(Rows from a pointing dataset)
>> begin

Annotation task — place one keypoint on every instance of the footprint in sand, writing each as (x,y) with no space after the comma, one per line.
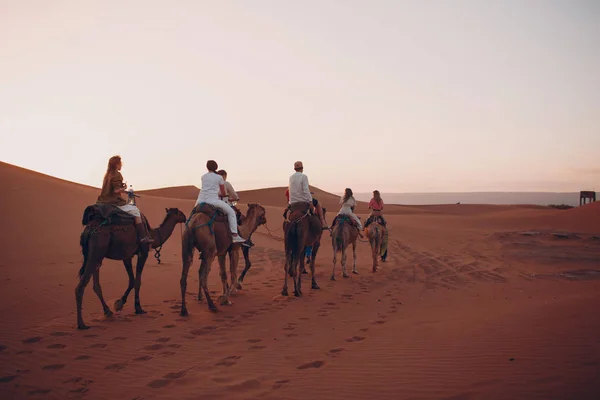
(115,367)
(204,331)
(57,346)
(279,384)
(53,367)
(34,339)
(314,364)
(38,391)
(6,379)
(168,378)
(228,361)
(355,339)
(257,347)
(154,347)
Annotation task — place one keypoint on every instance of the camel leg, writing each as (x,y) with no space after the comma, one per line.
(207,260)
(98,291)
(295,272)
(234,258)
(223,273)
(354,270)
(374,253)
(301,267)
(334,262)
(246,252)
(312,266)
(287,271)
(187,259)
(139,268)
(121,302)
(83,281)
(94,249)
(344,261)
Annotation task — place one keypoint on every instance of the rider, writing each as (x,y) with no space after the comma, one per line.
(376,207)
(231,196)
(213,185)
(348,203)
(112,187)
(299,192)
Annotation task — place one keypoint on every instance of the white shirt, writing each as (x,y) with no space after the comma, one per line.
(210,187)
(231,194)
(299,191)
(347,205)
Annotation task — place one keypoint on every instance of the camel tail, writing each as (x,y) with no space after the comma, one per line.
(84,243)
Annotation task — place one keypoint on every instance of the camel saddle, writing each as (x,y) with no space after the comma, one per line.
(344,218)
(374,218)
(215,213)
(297,211)
(113,215)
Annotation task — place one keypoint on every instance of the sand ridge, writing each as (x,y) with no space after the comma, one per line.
(494,302)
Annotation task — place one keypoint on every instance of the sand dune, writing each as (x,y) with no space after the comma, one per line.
(475,302)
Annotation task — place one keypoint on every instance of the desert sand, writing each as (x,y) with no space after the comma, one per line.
(474,302)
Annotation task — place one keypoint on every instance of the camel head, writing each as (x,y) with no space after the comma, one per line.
(175,213)
(259,212)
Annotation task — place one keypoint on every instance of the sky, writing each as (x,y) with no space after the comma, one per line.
(399,96)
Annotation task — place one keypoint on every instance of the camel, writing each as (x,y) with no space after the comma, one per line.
(207,230)
(345,232)
(376,234)
(110,233)
(301,229)
(584,196)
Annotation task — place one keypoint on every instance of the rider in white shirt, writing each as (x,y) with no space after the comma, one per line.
(213,185)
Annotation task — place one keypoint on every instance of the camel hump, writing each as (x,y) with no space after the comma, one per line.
(106,212)
(211,211)
(344,218)
(297,211)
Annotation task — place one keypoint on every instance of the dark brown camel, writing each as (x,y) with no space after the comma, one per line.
(586,195)
(301,229)
(208,232)
(375,235)
(344,233)
(110,233)
(245,250)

>> end

• **Given task**: Rewrite everything from the line containing "of the desert" down to the end of the data, keeping the request lines as they are and adding 29 to every number in the coordinate pairs.

• **Answer to this task**:
Annotation task — place one keypoint on every instance of the desert sand, writing each as (x,y) with no space after the comma, one per line.
(503,331)
Annotation task — place one keypoint on every instance of the camel head, writing each as (x,y) with no space after the comma, one per line.
(204,242)
(288,241)
Annotation task — place one keypoint on every instance of the sky, writing each as (x,y) with no space after the comma, one per line.
(428,125)
Annotation task — place one keypoint on every instance of the camel, writing each as (x,y) with no space after the comma, one per line.
(236,259)
(374,261)
(405,263)
(139,262)
(330,258)
(613,225)
Annotation task — place one keypoint on every instance of the rider in white shirt, writing each as (x,y) with no space after the comma, one per line.
(242,214)
Annotation task — place one keypoint on every instance of the camel hump, writing each as (x,y) with no space after the comma, one per line.
(135,241)
(240,240)
(373,247)
(326,240)
Annotation task — place one keypoint on every instance of the dark brown camel, writing each as (x,y) with no space after the comma, one per line.
(615,224)
(330,258)
(237,261)
(404,264)
(373,262)
(139,262)
(274,279)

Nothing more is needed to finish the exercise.